[Input material Boundary: Start]

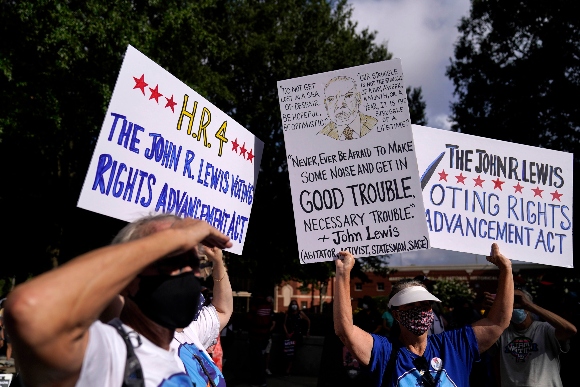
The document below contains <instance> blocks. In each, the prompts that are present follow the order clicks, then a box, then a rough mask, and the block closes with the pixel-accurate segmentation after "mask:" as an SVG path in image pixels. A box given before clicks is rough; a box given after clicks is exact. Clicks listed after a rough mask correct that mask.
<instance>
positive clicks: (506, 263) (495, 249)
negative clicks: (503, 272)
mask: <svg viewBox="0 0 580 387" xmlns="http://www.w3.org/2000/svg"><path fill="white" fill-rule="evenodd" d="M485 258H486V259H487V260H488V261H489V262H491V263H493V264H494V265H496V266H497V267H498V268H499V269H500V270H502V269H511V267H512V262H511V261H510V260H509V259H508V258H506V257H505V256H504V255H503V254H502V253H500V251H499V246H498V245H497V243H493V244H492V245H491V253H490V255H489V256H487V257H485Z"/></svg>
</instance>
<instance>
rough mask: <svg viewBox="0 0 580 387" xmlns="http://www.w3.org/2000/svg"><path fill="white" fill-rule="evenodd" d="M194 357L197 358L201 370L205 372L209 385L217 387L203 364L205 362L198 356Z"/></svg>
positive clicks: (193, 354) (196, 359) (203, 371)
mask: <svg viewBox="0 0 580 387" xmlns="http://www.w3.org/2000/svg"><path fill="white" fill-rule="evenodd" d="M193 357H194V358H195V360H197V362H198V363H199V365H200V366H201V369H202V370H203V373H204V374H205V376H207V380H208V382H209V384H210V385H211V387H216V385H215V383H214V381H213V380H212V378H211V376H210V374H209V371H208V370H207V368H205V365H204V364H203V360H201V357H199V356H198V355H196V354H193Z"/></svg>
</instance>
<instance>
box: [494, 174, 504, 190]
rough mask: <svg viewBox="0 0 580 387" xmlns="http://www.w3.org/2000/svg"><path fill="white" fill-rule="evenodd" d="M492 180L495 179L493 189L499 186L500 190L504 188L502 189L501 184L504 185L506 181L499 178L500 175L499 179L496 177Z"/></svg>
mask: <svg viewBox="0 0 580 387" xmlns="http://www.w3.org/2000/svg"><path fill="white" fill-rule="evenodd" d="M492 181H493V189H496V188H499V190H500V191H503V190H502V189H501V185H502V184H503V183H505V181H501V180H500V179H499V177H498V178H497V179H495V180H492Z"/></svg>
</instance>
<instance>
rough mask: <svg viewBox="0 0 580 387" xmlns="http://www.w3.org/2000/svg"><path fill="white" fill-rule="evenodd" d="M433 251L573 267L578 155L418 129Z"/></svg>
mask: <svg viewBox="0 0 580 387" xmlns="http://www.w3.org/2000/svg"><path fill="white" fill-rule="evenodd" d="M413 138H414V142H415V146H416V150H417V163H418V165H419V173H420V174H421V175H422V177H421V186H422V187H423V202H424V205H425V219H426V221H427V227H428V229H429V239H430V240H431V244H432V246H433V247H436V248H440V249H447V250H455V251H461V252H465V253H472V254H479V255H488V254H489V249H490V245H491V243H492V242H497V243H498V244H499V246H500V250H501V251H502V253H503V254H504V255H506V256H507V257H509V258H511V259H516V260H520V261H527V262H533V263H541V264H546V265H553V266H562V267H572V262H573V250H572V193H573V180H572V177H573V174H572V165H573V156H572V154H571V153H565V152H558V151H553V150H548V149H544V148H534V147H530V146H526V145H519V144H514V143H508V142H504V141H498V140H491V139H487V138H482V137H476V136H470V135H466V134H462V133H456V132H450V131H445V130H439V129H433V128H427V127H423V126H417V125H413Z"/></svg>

[Input material Boundary: End]

#### Task details
Give back, exactly as written, the lines from the top of the material through the line with "positive clicks: (506, 263) (495, 249)", ends included and pictures left aside.

#### Task answer
The document below contains <instance> blocks. In each, the prompts that are present follow the order clicks, then a box, then a rough mask, and the block closes with the pixel-accurate segmentation after "mask:" as an SVG path in image pixels. A box given before clicks is rough; a box given after clicks is exact. Clicks listed after a rough mask correct that mask.
<instance>
positive clicks: (506, 263) (495, 249)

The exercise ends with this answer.